### WORK TO BE COMPLETED
Continue the Philips CD-i press announcements from 1991 past the point where the text stops, picking up after its final sentence.

### DOCUMENT EXCERPT
========
Philips Media Press announcements in 1991

>> Tuesday, July 3, 2007

American press didn't leave the CD-i behind and were actually very interested in this multimedia machine. Every item was published in the newspaper and in this way official announcements about CD-i reached the consumer market as well. It was an important way for Philips to vent their plans with CD-i. Interactive Dreams restored the official press items and we'll re-publish them here for archiving purpose. This edition is about the year 1991. I like it very much to read back these news articles and I hope you enjoy it too ;)

AIM TO HAVE 40 CD-I TITLES READY FOR DISTRIBUTION THIS FALL American Interactive Media (AIM) is the Los Angeles-based arm of a venture of N.V. Philips and PolyGram to create programming for compact disc interactive (CD-I) titles. According to C., vice president of Creative Affairs, AIM plans to have 40 CD-I titles ready for distribution by October this year.

"The new CD-I titles are intended for a broad consumer audience," said C., "with some being quasi educational." AIM entered into licensing agreements with several organizations and companies to obtain rights to materials for use in the new programming. These include the Smithsonian, Time Life Books, Sesame Street and Spinnaker Software. AIM has also created some CD-I programming in-house, said C., at its studios in Los Angeles and Washington, D.C. In the east-coast studio, AIM worked with Capitol to produce some six to nine titles. With Spinnaker Software (Boston), AIM produced seven programs. Working with several other independent companies, AIM is handling all production.
========
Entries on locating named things
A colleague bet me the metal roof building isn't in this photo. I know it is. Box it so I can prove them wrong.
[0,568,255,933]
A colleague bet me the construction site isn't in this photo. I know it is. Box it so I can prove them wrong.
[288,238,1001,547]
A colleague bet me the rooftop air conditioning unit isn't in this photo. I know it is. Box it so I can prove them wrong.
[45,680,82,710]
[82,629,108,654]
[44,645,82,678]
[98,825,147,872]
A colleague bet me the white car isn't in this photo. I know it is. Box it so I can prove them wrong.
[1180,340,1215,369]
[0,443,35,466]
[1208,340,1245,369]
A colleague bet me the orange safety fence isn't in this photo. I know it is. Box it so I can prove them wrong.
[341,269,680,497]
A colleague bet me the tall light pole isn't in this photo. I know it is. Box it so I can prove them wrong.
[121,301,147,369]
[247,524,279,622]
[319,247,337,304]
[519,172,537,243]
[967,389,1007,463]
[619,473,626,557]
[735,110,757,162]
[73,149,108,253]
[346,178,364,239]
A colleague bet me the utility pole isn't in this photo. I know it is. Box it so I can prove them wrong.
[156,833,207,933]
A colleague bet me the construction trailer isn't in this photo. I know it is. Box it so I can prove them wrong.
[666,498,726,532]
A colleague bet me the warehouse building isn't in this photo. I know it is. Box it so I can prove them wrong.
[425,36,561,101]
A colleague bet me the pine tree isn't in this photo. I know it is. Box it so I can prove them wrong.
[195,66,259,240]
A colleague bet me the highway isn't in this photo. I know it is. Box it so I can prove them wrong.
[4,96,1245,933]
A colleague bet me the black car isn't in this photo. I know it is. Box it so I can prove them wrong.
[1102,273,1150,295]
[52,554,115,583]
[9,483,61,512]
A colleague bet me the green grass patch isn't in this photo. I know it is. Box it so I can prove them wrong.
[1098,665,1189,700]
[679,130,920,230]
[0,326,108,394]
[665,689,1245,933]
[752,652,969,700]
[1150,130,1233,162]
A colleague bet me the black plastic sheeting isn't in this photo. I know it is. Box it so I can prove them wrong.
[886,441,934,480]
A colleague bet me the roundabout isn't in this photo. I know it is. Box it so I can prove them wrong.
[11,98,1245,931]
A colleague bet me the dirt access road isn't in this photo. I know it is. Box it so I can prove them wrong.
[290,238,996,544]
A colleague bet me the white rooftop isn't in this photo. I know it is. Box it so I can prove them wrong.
========
### TASK ANSWER
The new CD-I software will be sold in the same stores where CD_I hardware is available. AIM has developed attractive kiosks to display the new software, which will be distributed to these outlets.

AIM is funding most of the activity surrounding new product development for CD-I titles. "For those companies wanting to develop titles," said C., "we have several different authoring packages."

For testing purposes, AIM uses an in-house Yamaha WORM drive to press its own discs. Philips and DuPont Optical (PDO) handles all outside replication. "At one time our replicating was handled by Disctronics, though now this is exclusively done by PDO," said C.. "Any replicators interested in handling possible spillover work should contact D. M., head of manufacturing."

SONY TO LAUNCH PORTABLE CD-I THIS YEAR - Sony again showed a prototype portable CD-I player at the recent London Second Multimedia Conference, but indicated it would be launched in Japan by end 1991 and in Europe about a year later. Device measures 7 ins x 7 ins x 3 ins, with a four-inch LCD screen and is complete apart from power supply.

When questioned about up-grades for full-motion video (FMV), a spokesman from Sony described FMV as 'a difficult concept' and cryptically stated that the Sony consumer video group is working on a 'different system'. FMV is conspicuously absent from the CD-I description included in the promotional literature issue about the portable model.

AIM TO USE NINTENDO CHARACTERS IN CD-I GAMES - In the race begun by Philips and Sony at this year's Summer CES at which both companies announced their intentions to produce CD-ROM based video games for the consumer market, Philips has made the most recent move by informing the industry of its intention to use some of America's most popular video game characters in its new multimedia CD-I programming. These include Nintendo's Super Mario(R), Princess Zelda(R), Link(R) and Donkey Kong(R).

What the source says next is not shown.